> What is being asked: Return all the data, word for word.

Coordinate labeling data:
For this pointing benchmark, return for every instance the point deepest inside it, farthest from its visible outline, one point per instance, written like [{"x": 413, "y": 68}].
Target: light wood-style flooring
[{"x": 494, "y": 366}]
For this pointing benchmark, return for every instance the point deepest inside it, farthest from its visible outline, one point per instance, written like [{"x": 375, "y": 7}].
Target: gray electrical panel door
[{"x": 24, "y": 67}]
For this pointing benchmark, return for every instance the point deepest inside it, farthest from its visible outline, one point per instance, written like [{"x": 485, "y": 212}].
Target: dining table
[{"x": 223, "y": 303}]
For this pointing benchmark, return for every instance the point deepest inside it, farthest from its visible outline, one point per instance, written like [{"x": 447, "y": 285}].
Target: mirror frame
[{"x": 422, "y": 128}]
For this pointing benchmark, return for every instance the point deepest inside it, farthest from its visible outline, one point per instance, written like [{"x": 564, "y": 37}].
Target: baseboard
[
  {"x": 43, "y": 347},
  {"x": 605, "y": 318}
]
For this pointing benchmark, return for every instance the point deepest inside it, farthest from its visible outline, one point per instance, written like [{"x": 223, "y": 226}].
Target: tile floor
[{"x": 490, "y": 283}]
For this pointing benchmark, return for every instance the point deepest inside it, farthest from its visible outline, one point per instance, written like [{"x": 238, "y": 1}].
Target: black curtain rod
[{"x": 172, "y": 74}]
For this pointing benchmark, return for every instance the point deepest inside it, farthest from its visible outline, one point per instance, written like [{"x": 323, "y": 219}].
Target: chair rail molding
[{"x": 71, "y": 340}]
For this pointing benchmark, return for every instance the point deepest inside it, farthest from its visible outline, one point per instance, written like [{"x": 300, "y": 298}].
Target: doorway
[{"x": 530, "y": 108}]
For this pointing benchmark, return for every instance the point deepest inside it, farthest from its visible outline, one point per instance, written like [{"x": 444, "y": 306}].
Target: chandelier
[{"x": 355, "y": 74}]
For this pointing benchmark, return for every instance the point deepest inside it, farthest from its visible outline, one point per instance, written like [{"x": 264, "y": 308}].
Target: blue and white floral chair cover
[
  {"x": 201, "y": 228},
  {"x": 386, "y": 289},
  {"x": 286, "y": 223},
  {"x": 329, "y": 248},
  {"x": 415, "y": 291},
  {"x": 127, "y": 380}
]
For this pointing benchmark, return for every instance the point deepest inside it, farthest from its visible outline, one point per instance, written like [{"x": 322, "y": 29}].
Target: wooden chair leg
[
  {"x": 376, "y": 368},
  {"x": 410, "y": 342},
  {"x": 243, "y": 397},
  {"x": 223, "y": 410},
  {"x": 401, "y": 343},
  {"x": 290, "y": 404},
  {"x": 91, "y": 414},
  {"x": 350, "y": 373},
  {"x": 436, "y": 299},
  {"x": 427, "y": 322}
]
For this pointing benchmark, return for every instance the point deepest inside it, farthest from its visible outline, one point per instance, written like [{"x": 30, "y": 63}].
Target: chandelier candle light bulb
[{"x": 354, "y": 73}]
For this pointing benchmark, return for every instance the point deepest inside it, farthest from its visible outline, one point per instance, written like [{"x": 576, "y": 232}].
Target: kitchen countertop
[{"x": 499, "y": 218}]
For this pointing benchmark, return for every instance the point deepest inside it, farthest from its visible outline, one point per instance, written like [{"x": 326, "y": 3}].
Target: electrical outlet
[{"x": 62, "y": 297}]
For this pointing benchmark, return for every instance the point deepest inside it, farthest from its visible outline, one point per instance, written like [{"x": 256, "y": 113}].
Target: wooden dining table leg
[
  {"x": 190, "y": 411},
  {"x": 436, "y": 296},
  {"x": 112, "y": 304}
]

> Solution to the problem:
For this pointing benchmark, return for every instance the point deepest inside it, farthest from its visible outline, one point per instance, written like [{"x": 413, "y": 68}].
Target: light wood-style flooring
[{"x": 494, "y": 366}]
For this pointing benchmark, return for every instance the point deepest inside it, farthest from its visible outline, one point per instance, written like [{"x": 375, "y": 7}].
Target: gray electrical panel door
[{"x": 24, "y": 67}]
For this pointing benchmark, return for every instance the point deepest inside it, farthest from its visible outline, one point per instance, written like [{"x": 485, "y": 212}].
Target: dining table
[{"x": 223, "y": 303}]
For this pointing benchmark, return for every instance the point deepest inside it, farthest from its visible outline, one point per instance, written like [{"x": 447, "y": 285}].
Target: mirror frame
[{"x": 422, "y": 128}]
For this pointing benchmark, return for every instance the point deepest inside it, farthest from its visible outline, one point per instance, written like [{"x": 564, "y": 37}].
Target: baseboard
[
  {"x": 43, "y": 347},
  {"x": 605, "y": 318}
]
For this pointing benchmark, return for every instance the point deepest inside it, farthest from its visible outline, one point per instance, written like [{"x": 223, "y": 226}].
Target: tile floor
[{"x": 490, "y": 283}]
For this pointing benchmark, return for every instance the point deepest inside it, farthest from its visible outline, one point per instance, written like [{"x": 238, "y": 1}].
Target: black curtain rod
[{"x": 172, "y": 74}]
For this pointing benchmark, return for every instance the point deepest inside it, farthest from its visible outline, one point per instance, written like [{"x": 323, "y": 219}].
Target: chair rail molding
[{"x": 71, "y": 340}]
For this pointing benchmark, return for every instance the point deepest inside it, farthest from its visible outline, one point per instance, written like [{"x": 300, "y": 298}].
Target: doorway
[{"x": 530, "y": 108}]
For this pointing benchmark, return for every instance the point deepest inside it, farthest from its visible outline, one point per instance, written like [{"x": 444, "y": 306}].
Target: chandelier
[{"x": 355, "y": 74}]
For this pointing benchmark, return for every instance the point deepest inside it, farthest from its visible outline, one point per instance, written like [{"x": 264, "y": 308}].
Target: blue and white floral chair cover
[
  {"x": 201, "y": 228},
  {"x": 386, "y": 289},
  {"x": 286, "y": 223},
  {"x": 329, "y": 248},
  {"x": 415, "y": 291},
  {"x": 127, "y": 380}
]
For this pointing benchmark, return for every instance the point deepest inside it, farthest from its visible outline, one point per instance, written like [{"x": 322, "y": 29}].
Target: wooden chair leg
[
  {"x": 376, "y": 368},
  {"x": 410, "y": 342},
  {"x": 243, "y": 397},
  {"x": 223, "y": 410},
  {"x": 401, "y": 343},
  {"x": 290, "y": 404},
  {"x": 91, "y": 414},
  {"x": 350, "y": 373},
  {"x": 436, "y": 299},
  {"x": 427, "y": 322}
]
For this pointing benchmark, return for every instance the point deepest inside it, farthest from its visible outline, one point per instance, written like [{"x": 30, "y": 63}].
Target: chandelier candle light bulb
[{"x": 354, "y": 73}]
For this pointing benchmark, return for every instance the point deepest inside it, farthest from its visible outline, one point per instance, written like [{"x": 576, "y": 232}].
Target: kitchen countertop
[{"x": 499, "y": 218}]
For this pointing benchmark, return for every instance the point deepest inside it, farthest from its visible outline, one point per instance, written like [{"x": 326, "y": 3}].
Target: electrical outlet
[{"x": 62, "y": 297}]
For this pointing benchmark, return for every instance the point deepest inside it, farthest from its visible outline, one point per instance, written like [{"x": 256, "y": 113}].
Target: wooden dining table leg
[
  {"x": 190, "y": 411},
  {"x": 436, "y": 296},
  {"x": 112, "y": 304}
]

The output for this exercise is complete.